コレクションからの記録:
::::::::
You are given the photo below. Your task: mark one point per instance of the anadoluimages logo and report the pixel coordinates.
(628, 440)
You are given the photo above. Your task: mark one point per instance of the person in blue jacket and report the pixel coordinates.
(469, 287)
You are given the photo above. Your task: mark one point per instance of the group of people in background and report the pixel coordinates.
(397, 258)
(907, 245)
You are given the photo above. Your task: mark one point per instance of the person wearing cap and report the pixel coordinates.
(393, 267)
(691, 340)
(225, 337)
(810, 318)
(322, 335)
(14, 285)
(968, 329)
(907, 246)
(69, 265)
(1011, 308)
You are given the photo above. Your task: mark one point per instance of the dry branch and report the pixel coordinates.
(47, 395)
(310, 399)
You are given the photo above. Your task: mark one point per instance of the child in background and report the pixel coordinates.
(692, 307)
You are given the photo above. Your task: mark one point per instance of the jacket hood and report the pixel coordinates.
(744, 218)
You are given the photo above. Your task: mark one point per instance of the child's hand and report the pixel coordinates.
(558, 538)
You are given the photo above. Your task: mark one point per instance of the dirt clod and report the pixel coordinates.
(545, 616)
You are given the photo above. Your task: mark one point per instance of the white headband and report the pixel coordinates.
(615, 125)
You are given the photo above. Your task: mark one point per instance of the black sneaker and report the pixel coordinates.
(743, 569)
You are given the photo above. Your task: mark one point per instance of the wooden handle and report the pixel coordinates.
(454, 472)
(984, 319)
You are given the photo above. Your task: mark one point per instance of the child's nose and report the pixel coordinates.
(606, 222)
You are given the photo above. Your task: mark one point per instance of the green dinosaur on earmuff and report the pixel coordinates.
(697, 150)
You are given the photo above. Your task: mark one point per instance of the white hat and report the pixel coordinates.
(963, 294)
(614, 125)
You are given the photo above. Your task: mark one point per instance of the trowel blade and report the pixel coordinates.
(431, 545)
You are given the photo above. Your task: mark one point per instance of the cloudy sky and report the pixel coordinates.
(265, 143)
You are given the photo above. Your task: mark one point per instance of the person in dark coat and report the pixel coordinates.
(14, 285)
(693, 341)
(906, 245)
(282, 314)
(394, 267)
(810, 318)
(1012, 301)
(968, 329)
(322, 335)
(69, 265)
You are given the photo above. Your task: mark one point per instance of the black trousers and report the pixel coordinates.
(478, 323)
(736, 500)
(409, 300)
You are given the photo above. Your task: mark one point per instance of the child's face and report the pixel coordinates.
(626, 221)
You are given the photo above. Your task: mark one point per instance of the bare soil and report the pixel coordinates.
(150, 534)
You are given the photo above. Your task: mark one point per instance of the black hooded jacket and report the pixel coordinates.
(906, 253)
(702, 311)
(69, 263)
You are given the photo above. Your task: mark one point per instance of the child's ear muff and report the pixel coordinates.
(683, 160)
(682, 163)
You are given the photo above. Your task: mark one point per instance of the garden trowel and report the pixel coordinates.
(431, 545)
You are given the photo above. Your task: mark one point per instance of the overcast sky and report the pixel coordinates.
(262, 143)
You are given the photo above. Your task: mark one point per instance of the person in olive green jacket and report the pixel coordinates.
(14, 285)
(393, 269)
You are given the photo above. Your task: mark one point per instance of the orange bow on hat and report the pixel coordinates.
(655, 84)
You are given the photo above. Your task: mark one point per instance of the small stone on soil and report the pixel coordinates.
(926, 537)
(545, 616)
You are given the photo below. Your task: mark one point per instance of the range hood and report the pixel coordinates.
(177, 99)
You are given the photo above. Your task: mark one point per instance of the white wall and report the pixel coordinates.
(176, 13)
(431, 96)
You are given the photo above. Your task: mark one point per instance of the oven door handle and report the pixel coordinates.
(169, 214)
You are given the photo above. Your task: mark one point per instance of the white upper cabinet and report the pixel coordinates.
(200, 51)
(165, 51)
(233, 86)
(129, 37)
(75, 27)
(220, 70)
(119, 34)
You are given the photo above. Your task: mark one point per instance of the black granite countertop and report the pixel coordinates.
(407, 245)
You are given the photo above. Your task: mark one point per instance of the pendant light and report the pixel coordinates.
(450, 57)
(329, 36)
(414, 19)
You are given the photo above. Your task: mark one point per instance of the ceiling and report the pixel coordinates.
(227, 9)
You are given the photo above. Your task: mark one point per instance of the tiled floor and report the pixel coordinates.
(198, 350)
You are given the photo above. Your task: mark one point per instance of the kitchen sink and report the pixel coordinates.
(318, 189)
::::::::
課題の説明: 上の項目をすべて、一字一句変えずに書き写してください。

解答は以下:
You are given the photo below. Your task: mark one point per instance of the anadoluimages logo and report the pixel coordinates.
(628, 440)
You are given the photo above. Your task: mark one point per instance of the person in blue jacket and report the pixel coordinates.
(469, 287)
You are given the photo above. Your task: mark one point per instance of the group of people in background and report the pixel coordinates.
(397, 258)
(907, 245)
You are given the photo above. Your task: mark one point per instance of the person wearing cap and report the pixel coordinates.
(393, 267)
(691, 340)
(225, 337)
(810, 318)
(322, 335)
(14, 285)
(968, 329)
(907, 246)
(69, 265)
(1011, 308)
You are given the photo above. Your task: mark one point per instance of the dry branch and report the pixel coordinates.
(47, 395)
(310, 399)
You are given the photo above. Your task: mark one point per instance of the child in background and report the pixel coordinates.
(692, 307)
You are given the photo above. Your task: mark one point per instance of the jacket hood and report the pixel coordinates.
(744, 218)
You are given the photo above. Your task: mark one point per instance of the child's hand and report the pixel coordinates.
(558, 538)
You are given the photo above. Your task: mark one point per instance of the dirt clod and report the pixel coordinates.
(545, 616)
You are given the photo above. Your task: mark one point per instance of the white headband and report the pixel coordinates.
(615, 125)
You are given the photo above. Your task: mark one point per instance of the black sneaker and report the pixel coordinates.
(743, 569)
You are given the photo above. Your task: mark one point per instance of the wooden handle and report the pixel coordinates.
(454, 472)
(984, 319)
You are given the photo above. Your task: mark one point per instance of the child's nose and report the pixel coordinates.
(606, 222)
You are given the photo above. Your task: mark one point per instance of the green dinosaur on earmuff and report the pixel coordinates.
(697, 150)
You are given the photo above. Your task: mark one point per instance of the white hat and report the pixel coordinates.
(963, 294)
(614, 125)
You are given the photo above. Your task: mark one point per instance of the trowel blade and report the pixel coordinates.
(431, 545)
You are given the photo above. Your task: mark one point per instance of the cloudy sky and report the pixel coordinates.
(265, 143)
You are given the photo above. Your task: mark one point per instance of the person in dark coat and report the pixel coordinates.
(14, 285)
(693, 341)
(906, 245)
(282, 314)
(394, 267)
(810, 318)
(1012, 301)
(968, 329)
(322, 335)
(69, 265)
You are given the photo above. Your task: mark one point per instance of the black trousers and report the pixel coordinates.
(478, 323)
(736, 500)
(409, 300)
You are given the photo above. Your task: mark one point per instance of the child's face and report the pixel coordinates.
(626, 221)
You are given the photo above. Your task: mark one point per instance of the bare soil and report the pixel coordinates.
(150, 534)
You are given the photo above. Your task: mark one point per instance of the black hooded jacket and report the pixel coordinates.
(906, 253)
(702, 311)
(69, 263)
You are given the photo above. Your task: mark one point per instance of the child's ear muff and report the pixel coordinates.
(683, 160)
(682, 163)
You are given the photo above. Your task: mark one point per instance of the garden trowel and report the pixel coordinates.
(431, 545)
You are given the photo above. Your task: mark one point per instance of the overcast sky and report the pixel coordinates.
(262, 143)
You are given the photo above. Your task: mark one point per instance of the person in olive green jacket and report the pixel coordinates.
(14, 285)
(393, 269)
You are given the photo above. Your task: mark one point per instance of the orange bow on hat and report the pixel coordinates.
(655, 84)
You are given the photo above. Your task: mark one point per instance of the small stone on soil and report the pixel coordinates.
(926, 537)
(545, 616)
You are given the photo below. Your task: mark one point per instance of the range hood and report the pixel coordinates.
(177, 99)
You are given the photo above. Your task: mark one point per instance of the white wall and report the pixel coordinates.
(176, 13)
(431, 96)
You are given the photo above. Your task: mark one point per instance of the oven door handle and report the pixel coordinates.
(169, 214)
You are given the photo above. Your task: mark one point per instance of the white upper cabinet and report the pixel coordinates.
(200, 51)
(165, 51)
(233, 86)
(129, 37)
(75, 27)
(220, 70)
(119, 34)
You are given the photo above. Your task: mark one point per instance of the black granite countertop and report the pixel coordinates.
(407, 245)
You are given the photo above. Your task: mark one point per instance of the pendant light and report the pixel coordinates.
(450, 57)
(329, 36)
(414, 19)
You are given the photo above. Your task: mark one point per instance of the ceiling and report the pixel coordinates.
(227, 9)
You are given the photo above. Your task: mark one point per instance of the tiled floor and report the pixel coordinates.
(198, 350)
You are given the photo above. Your task: mark one point per instance of the kitchen sink and report the pixel coordinates.
(318, 189)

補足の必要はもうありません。